WHAT YOU HAVE TO DO | Echo the passage from the sensor seat text starting at "Future hijackers may" and ending at "thrombosis or DVT.", word for word.

Future hijackers may find that their buttocks betray them, if UK defence firm Qinetiq has its way. The company has developed a smart chair stashed with "a thicket of seat sensors", according to New Scientist magazine this week. The same seats could also be used to warn cabin staff of illness among the passengers, potentially alleviating the risk of deep vein thrombosis or DVT.
The seat monitors the way the incumbent shifts their weight, producing an indication of whether the occupier is asleep, jumpy or otherwise not conforming to expected normal lower-torso motions. The system's designer, Chris Thorpe, says the system's display could be out of sight to the passengers -- in the crew galley, for example. The seat itself will not make a fundamental assessment of the mental or physical state of its load but will merely point out the discrepancies, leaving it to the cabin staff to work out whether 45B is jumpy because they're scared of flying or because they're planning to take over the plane.
Future additions may include temperature and moisture sensors to increase the accuracy of remote diagnosis of problems, and as part of a drive to make the aircraft's environment react intelligently to the needs of the passenger.
Sensor seats are already in use in the automotive industry, where stress gauges buried in the seat measure the weight of the passenger. A computer can decide whether to deploy an airbag in an accident, helping avoid the situation where children are injured more by the airbag going off than the impact itself. The same technology is also being investigated as part of General Motor's Advanced Automatic Crash Notification system (AACN), due to be rolled out in the US later this year. This contacts a central service by cellular phone immediately a car detects that it's crashed: the seat sensors may be used to add more information about the number and type of occupants.
Similar technology is also predicted to be a major part of domestic health services in the next ten years, with Intel predicting earlier this year that automated monitoring at home -- including motion detection and weight change measuring -- will become an essential part of geriatric care, to relieve the stress on health services coping with an aging population.

Referring expression pointing data:
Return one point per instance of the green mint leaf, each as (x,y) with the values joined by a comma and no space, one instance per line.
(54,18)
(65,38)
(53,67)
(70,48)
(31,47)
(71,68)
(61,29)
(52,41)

ANSWER BOX |
Future hijackers may find that their buttocks betray them, if UK defence firm Qinetiq has its way. The company has developed a smart chair stashed with "a thicket of seat sensors", according to New Scientist magazine this week. The same seats could also be used to warn cabin staff of illness among the passengers, potentially alleviating the risk of deep vein thrombosis or DVT.